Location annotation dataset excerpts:
***
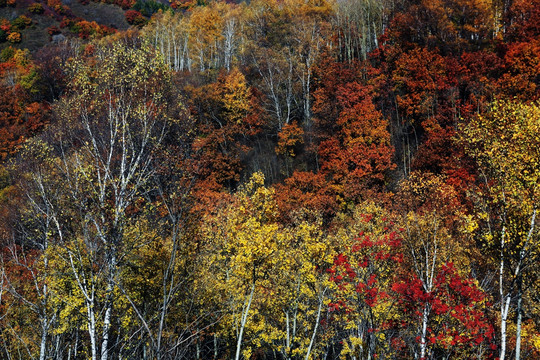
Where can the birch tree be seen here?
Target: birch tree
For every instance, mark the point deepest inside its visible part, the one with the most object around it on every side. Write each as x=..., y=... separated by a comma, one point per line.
x=505, y=143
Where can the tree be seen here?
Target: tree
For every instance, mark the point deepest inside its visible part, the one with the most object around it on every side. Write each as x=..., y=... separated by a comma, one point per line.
x=110, y=125
x=505, y=143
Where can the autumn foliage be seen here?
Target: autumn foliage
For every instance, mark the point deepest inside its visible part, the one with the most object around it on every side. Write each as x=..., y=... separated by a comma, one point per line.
x=270, y=180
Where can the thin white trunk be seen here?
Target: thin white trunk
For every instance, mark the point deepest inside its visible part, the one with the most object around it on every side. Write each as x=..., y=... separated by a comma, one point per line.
x=243, y=323
x=423, y=344
x=505, y=299
x=312, y=341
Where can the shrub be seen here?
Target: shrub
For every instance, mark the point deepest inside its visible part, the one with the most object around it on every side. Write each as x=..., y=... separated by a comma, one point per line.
x=14, y=37
x=36, y=8
x=21, y=22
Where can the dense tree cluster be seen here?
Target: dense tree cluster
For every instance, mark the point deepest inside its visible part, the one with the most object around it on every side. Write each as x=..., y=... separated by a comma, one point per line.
x=278, y=179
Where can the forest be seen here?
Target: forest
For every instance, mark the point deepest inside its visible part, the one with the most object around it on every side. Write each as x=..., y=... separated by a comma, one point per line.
x=269, y=180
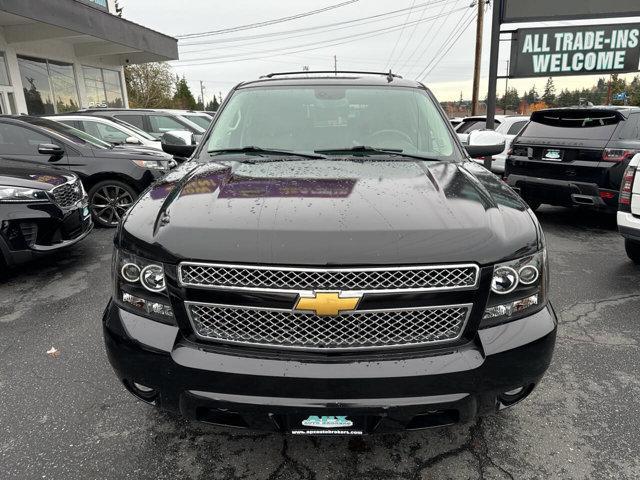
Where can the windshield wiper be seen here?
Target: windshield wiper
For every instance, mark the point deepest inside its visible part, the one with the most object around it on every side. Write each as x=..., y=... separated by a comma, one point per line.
x=264, y=152
x=362, y=149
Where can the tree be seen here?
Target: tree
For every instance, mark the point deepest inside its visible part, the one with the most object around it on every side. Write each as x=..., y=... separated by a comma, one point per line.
x=532, y=95
x=183, y=98
x=549, y=95
x=510, y=100
x=634, y=91
x=213, y=105
x=149, y=85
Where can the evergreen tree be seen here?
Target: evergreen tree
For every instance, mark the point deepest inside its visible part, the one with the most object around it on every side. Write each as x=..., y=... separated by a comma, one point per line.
x=183, y=98
x=510, y=100
x=149, y=85
x=549, y=95
x=213, y=105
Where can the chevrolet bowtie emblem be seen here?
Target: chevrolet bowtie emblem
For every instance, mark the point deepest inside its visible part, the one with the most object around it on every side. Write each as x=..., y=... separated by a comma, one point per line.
x=327, y=304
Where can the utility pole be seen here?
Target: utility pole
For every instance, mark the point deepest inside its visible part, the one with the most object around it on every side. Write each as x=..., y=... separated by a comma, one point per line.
x=493, y=70
x=476, y=69
x=506, y=88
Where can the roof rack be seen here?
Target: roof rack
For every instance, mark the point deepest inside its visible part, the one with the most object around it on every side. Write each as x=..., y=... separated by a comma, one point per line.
x=390, y=76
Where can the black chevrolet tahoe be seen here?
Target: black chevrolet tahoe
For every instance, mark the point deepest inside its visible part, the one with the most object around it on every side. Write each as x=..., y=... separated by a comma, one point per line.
x=330, y=261
x=574, y=156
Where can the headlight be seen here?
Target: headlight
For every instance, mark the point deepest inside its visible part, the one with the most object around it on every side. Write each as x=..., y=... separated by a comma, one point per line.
x=518, y=288
x=140, y=287
x=152, y=164
x=20, y=194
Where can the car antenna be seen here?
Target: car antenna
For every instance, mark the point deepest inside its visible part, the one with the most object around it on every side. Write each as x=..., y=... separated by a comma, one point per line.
x=390, y=77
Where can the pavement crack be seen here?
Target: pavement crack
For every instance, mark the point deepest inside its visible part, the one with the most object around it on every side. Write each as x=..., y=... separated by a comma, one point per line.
x=303, y=471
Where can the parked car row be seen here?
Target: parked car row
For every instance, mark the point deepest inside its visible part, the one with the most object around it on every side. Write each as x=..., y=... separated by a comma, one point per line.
x=573, y=157
x=60, y=175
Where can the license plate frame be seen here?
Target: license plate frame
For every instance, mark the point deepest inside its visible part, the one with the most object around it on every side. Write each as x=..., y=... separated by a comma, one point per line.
x=553, y=155
x=327, y=425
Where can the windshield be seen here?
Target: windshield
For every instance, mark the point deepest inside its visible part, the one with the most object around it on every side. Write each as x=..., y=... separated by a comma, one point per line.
x=200, y=120
x=309, y=119
x=133, y=128
x=72, y=134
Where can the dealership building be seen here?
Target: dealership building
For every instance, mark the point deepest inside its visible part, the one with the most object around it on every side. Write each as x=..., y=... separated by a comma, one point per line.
x=61, y=55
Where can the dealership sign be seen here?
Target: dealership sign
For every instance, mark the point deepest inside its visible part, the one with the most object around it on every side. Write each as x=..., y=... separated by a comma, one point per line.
x=580, y=50
x=514, y=11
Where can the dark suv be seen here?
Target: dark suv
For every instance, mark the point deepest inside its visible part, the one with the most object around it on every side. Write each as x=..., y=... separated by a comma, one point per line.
x=330, y=261
x=113, y=177
x=574, y=156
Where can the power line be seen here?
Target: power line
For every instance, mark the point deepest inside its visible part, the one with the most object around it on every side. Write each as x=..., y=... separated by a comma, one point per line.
x=464, y=29
x=393, y=50
x=267, y=22
x=316, y=45
x=304, y=34
x=306, y=30
x=413, y=32
x=444, y=44
x=424, y=38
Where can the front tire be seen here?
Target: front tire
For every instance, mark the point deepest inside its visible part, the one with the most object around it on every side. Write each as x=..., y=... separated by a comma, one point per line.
x=533, y=205
x=633, y=250
x=109, y=200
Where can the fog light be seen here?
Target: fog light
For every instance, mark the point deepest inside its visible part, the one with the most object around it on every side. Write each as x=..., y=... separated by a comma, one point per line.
x=130, y=272
x=515, y=391
x=148, y=306
x=152, y=278
x=528, y=274
x=511, y=308
x=142, y=388
x=505, y=280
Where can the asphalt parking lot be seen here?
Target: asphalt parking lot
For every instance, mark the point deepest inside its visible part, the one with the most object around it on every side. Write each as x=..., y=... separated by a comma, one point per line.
x=69, y=418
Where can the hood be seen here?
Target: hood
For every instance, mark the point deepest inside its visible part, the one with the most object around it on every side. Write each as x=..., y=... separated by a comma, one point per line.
x=21, y=174
x=330, y=212
x=136, y=152
x=142, y=150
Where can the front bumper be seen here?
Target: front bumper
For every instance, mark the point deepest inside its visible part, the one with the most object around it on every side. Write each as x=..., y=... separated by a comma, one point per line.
x=386, y=392
x=28, y=231
x=563, y=193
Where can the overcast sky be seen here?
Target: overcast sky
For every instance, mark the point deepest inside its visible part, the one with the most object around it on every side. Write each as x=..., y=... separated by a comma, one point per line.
x=408, y=50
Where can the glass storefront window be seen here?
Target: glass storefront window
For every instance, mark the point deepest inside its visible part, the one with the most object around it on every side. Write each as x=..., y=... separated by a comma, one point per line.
x=49, y=86
x=35, y=83
x=4, y=71
x=63, y=81
x=103, y=87
x=94, y=87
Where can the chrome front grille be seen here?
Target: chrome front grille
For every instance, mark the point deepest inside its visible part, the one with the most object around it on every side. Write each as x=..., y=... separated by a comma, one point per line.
x=389, y=279
x=67, y=195
x=281, y=328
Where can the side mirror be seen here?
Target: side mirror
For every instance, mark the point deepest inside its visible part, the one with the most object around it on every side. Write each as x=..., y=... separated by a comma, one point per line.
x=50, y=149
x=179, y=143
x=485, y=143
***
- [Set exercise]: Reproduce word for word the lines above, from the line containing "Where can the thin white trunk be seen here?" through the line containing "x=312, y=341", with both of those lines included.

- [Exercise solution]:
Where can the thin white trunk be seen here?
Target: thin white trunk
For every instance, mark the point deepest inside its visible part, the one with the most object around it on every side. Write each as x=..., y=... separated by a comma, one point per line.
x=243, y=323
x=423, y=344
x=505, y=299
x=312, y=341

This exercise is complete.